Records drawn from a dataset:
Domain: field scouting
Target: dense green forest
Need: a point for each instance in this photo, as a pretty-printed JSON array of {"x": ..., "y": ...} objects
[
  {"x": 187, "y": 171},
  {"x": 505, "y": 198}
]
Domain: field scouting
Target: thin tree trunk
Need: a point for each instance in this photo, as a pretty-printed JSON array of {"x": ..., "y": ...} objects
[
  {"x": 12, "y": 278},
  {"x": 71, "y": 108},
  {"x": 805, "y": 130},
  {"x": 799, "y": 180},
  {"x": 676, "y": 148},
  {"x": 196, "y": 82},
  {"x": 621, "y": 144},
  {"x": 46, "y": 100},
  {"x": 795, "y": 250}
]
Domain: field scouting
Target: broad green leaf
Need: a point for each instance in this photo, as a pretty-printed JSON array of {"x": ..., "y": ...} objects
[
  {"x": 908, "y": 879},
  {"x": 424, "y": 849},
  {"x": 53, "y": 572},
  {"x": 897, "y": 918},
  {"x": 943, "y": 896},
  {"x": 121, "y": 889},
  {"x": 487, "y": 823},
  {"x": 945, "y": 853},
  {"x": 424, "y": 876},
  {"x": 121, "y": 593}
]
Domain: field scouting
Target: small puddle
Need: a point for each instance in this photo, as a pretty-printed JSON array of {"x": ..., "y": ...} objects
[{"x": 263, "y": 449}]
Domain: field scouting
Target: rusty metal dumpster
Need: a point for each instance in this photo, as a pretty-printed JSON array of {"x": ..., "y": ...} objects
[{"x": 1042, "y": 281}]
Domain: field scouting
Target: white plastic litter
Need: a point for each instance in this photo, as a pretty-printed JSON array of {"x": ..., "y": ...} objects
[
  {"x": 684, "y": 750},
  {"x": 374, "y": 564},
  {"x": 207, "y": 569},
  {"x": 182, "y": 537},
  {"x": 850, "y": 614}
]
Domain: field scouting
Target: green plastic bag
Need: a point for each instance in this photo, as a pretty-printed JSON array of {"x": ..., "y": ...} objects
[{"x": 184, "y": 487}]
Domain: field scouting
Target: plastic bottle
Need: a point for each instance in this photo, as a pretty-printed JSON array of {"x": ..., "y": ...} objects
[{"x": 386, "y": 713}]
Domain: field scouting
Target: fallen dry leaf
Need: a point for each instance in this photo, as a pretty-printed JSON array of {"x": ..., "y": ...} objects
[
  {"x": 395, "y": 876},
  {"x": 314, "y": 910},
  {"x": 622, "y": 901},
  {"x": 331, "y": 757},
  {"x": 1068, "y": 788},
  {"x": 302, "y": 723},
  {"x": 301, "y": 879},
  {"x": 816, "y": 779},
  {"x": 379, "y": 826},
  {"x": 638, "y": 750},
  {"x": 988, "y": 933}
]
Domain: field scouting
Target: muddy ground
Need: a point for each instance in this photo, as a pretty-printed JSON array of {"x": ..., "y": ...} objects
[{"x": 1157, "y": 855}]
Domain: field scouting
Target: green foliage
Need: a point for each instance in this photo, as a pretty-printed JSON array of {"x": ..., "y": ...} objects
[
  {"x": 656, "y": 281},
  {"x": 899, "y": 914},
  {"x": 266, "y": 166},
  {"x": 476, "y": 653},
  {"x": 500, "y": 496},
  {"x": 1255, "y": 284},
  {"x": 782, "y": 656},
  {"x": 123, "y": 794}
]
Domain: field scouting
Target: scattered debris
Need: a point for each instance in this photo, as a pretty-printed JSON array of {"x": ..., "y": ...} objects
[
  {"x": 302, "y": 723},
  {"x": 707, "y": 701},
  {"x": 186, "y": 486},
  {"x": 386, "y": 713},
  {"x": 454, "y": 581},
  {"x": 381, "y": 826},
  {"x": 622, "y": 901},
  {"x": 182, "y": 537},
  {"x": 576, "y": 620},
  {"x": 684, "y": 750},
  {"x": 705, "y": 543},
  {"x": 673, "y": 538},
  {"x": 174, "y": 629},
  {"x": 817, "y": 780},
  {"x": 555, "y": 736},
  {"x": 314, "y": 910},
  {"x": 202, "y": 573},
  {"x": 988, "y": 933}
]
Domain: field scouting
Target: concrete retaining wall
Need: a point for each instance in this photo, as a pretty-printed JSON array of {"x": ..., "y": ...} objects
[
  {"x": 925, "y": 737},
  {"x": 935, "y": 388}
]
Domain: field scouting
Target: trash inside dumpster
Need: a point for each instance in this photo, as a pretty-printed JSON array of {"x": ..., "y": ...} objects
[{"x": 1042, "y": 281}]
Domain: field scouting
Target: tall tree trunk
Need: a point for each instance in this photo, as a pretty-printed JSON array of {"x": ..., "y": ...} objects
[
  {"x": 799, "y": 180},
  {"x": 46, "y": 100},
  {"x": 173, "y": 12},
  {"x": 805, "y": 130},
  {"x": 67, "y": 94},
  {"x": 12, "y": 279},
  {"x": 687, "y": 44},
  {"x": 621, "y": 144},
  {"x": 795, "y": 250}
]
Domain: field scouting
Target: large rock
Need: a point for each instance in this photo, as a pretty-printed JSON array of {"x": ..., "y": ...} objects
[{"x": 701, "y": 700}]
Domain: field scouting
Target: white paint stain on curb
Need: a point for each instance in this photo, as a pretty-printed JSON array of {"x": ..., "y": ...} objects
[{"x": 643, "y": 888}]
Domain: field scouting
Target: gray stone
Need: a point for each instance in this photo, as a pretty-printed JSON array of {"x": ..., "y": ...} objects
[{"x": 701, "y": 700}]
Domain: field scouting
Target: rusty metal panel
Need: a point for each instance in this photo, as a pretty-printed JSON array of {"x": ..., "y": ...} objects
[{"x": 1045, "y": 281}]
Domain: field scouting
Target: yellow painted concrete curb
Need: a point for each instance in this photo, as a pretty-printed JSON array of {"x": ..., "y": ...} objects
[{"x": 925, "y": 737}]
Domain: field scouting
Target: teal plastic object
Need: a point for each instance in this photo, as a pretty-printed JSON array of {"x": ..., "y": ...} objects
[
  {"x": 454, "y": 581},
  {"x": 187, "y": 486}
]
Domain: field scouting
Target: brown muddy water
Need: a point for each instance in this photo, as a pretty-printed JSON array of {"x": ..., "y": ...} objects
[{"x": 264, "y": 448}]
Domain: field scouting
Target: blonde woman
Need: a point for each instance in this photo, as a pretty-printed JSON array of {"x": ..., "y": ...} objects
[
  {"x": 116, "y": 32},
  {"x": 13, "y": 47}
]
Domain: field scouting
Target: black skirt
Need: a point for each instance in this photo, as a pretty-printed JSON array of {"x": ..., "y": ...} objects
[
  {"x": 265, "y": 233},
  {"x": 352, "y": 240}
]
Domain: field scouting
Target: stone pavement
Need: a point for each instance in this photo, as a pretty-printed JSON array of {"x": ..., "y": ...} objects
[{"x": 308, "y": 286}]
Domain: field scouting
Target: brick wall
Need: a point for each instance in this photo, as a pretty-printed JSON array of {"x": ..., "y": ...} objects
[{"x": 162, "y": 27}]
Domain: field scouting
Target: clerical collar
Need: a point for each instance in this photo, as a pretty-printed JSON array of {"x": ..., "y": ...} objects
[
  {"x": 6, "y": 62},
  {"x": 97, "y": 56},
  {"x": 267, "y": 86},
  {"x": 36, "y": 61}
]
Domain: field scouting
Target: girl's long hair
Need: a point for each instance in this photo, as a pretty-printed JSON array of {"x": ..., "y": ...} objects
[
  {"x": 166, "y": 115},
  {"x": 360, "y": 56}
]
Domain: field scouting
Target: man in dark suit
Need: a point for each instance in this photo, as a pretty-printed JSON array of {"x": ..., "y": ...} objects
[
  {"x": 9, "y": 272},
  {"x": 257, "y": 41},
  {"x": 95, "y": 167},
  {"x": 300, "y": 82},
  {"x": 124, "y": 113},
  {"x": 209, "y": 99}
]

==

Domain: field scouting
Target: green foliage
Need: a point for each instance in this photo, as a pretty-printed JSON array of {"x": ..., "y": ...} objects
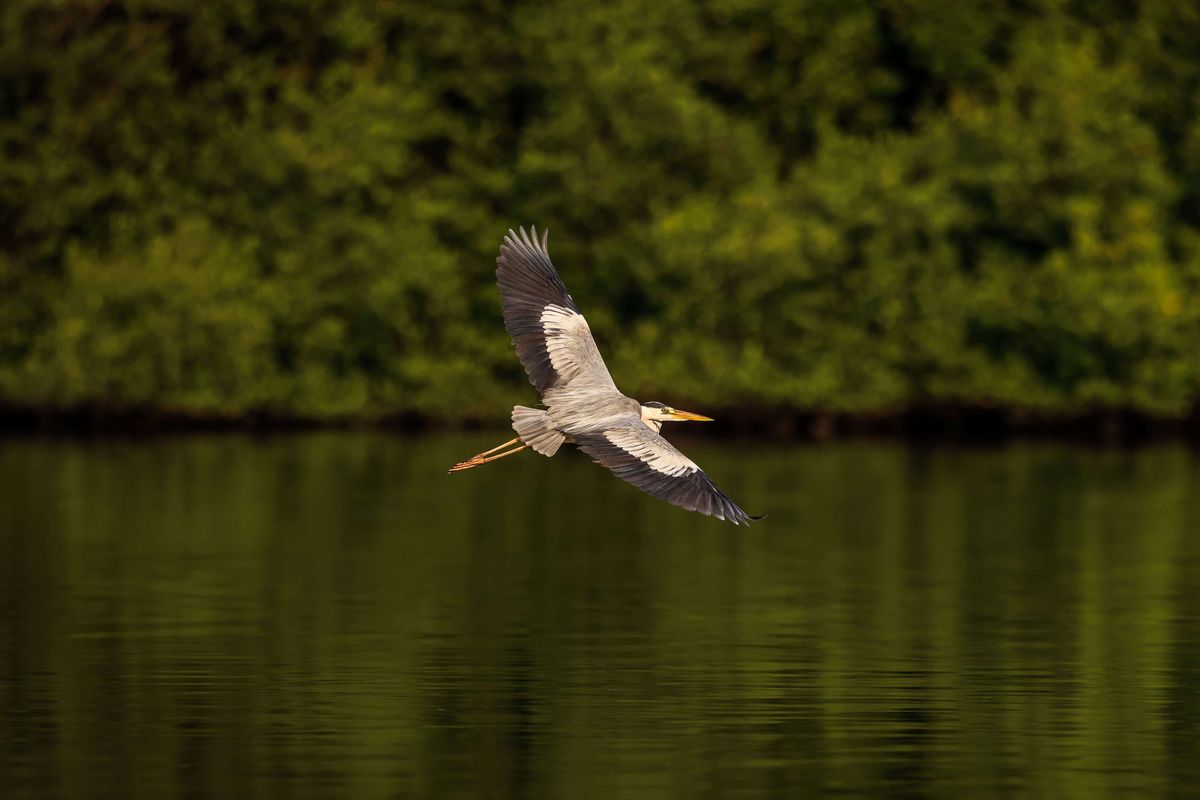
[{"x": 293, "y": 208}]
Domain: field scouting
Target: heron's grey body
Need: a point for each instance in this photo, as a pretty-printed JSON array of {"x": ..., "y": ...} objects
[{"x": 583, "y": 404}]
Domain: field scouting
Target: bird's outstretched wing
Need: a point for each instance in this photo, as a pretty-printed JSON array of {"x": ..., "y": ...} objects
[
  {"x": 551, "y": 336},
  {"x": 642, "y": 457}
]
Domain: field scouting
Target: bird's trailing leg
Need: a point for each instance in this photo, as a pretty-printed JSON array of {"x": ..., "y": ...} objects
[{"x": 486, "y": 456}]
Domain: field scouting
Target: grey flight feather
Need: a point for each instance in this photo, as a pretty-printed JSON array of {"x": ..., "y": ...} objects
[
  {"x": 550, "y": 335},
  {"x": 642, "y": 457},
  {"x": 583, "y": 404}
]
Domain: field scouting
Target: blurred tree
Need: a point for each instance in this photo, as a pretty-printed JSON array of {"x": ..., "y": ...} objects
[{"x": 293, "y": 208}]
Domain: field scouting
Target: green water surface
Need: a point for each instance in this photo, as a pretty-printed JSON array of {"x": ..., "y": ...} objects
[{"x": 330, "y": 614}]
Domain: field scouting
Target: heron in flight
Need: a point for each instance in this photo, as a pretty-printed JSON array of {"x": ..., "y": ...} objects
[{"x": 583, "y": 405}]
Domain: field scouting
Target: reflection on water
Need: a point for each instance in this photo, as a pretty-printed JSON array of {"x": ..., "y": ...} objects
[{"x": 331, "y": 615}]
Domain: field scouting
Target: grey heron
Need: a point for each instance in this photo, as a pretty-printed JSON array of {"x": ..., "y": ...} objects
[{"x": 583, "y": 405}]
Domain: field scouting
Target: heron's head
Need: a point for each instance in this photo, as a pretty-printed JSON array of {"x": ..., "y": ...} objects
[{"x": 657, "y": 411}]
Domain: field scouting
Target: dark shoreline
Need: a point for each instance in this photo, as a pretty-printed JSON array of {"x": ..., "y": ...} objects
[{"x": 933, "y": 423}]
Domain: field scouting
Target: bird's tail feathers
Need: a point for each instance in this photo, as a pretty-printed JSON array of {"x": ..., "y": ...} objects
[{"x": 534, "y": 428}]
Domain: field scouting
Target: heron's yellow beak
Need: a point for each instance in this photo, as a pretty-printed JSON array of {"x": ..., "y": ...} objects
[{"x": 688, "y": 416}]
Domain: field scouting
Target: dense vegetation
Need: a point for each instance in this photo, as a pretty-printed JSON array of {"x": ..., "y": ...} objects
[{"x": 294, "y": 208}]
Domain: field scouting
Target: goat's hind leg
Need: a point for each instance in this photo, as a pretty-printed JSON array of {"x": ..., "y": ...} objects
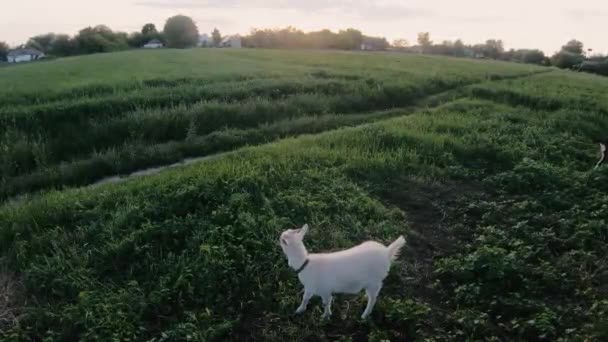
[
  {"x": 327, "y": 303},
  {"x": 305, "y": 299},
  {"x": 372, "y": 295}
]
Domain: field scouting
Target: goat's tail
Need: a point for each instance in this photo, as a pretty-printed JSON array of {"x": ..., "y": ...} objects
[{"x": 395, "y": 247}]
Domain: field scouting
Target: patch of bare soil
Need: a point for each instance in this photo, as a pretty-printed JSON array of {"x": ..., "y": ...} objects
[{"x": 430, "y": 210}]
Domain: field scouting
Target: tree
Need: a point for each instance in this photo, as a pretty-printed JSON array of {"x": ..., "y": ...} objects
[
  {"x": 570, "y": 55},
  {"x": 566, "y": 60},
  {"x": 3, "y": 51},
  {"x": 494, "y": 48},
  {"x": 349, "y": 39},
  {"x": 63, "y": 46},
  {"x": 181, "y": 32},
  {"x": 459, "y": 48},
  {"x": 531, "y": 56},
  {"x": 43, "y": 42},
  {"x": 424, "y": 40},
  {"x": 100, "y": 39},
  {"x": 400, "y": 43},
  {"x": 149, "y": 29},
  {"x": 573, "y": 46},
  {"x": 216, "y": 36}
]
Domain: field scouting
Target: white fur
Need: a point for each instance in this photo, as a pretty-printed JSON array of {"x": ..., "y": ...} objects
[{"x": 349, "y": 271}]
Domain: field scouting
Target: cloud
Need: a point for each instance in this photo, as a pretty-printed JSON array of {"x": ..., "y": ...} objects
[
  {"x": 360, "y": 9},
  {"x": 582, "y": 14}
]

---

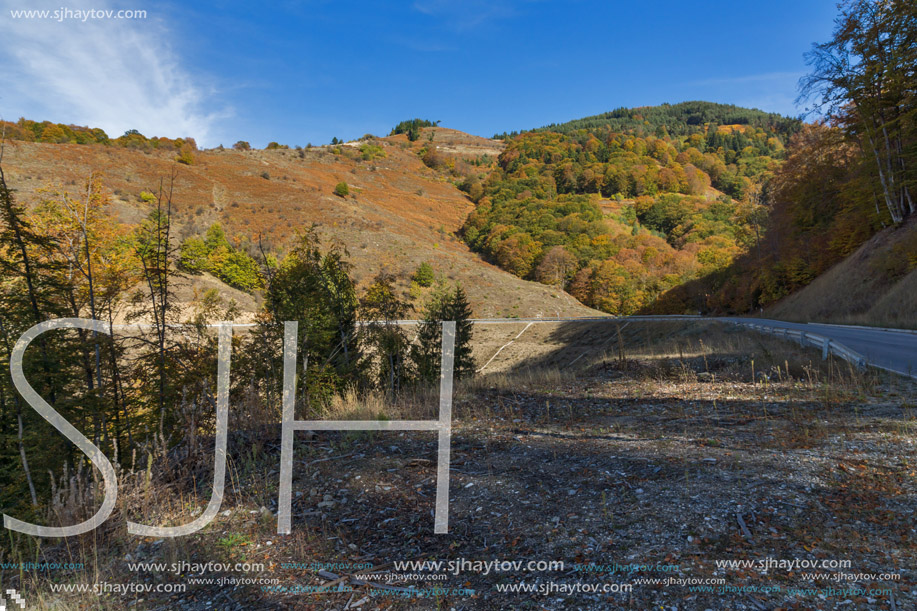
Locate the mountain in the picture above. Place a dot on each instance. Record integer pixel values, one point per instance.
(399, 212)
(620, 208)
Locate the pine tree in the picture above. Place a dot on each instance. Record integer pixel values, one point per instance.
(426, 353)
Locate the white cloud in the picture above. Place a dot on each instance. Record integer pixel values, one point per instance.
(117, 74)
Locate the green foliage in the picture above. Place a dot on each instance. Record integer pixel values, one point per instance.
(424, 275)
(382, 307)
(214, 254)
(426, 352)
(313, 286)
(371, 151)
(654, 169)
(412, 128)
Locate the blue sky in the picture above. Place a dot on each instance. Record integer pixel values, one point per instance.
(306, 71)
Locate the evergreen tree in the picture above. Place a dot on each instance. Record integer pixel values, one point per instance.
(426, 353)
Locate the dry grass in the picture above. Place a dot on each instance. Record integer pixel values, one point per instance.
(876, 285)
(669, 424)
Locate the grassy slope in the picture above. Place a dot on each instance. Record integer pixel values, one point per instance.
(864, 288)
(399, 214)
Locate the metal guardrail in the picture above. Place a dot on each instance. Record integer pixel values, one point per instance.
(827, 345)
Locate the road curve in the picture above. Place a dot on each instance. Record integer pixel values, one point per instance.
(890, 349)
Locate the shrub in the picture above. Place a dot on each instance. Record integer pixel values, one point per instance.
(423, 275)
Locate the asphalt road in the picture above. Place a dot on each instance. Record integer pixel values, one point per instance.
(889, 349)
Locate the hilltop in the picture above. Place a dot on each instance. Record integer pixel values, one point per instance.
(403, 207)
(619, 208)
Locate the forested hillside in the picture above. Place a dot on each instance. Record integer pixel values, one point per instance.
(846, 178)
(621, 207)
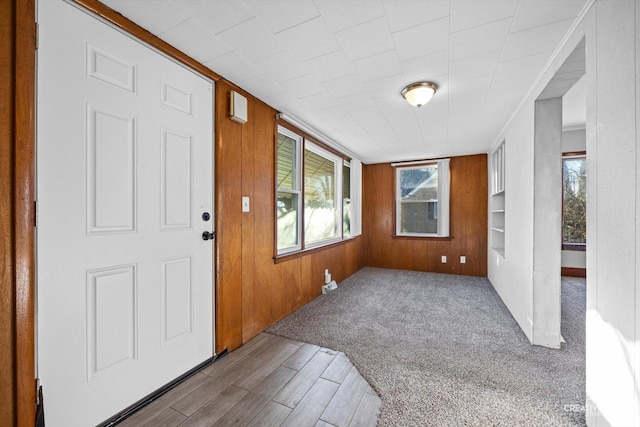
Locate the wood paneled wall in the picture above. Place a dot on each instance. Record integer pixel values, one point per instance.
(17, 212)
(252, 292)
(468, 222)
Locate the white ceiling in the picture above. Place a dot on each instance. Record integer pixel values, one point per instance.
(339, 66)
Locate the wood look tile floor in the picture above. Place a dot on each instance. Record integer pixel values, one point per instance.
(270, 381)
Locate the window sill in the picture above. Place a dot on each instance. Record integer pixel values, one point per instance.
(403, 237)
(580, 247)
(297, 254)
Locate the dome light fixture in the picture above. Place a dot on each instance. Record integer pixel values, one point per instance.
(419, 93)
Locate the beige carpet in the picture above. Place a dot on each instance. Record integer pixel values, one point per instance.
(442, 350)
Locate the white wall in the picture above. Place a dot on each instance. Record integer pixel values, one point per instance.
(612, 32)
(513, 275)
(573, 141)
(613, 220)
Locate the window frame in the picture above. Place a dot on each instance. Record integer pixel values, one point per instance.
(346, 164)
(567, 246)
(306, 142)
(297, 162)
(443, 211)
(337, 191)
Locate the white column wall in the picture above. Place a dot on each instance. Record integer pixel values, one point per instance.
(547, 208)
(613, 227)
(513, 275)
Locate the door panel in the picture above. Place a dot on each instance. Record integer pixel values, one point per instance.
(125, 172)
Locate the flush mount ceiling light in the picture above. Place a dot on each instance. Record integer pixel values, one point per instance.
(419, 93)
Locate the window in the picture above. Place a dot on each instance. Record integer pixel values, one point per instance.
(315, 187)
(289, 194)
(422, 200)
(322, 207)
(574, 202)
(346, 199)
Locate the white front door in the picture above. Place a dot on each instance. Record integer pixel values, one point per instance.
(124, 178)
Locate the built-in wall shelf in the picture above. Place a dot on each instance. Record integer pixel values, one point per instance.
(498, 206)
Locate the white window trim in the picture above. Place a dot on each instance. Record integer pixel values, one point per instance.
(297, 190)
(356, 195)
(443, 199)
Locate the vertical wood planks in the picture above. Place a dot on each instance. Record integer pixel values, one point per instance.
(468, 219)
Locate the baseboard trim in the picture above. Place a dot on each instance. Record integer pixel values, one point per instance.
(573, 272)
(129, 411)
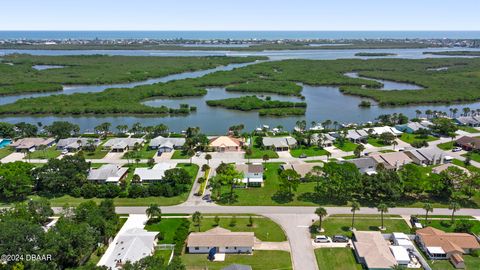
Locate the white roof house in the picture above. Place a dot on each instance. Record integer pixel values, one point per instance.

* WHAT THE TASK ASKS
Among the records above, find the lines where the word "curb" appears and copy them.

* OUTPUT OF THE EXERCISE
Target: white paint stain on curb
Target: yellow painted concrete curb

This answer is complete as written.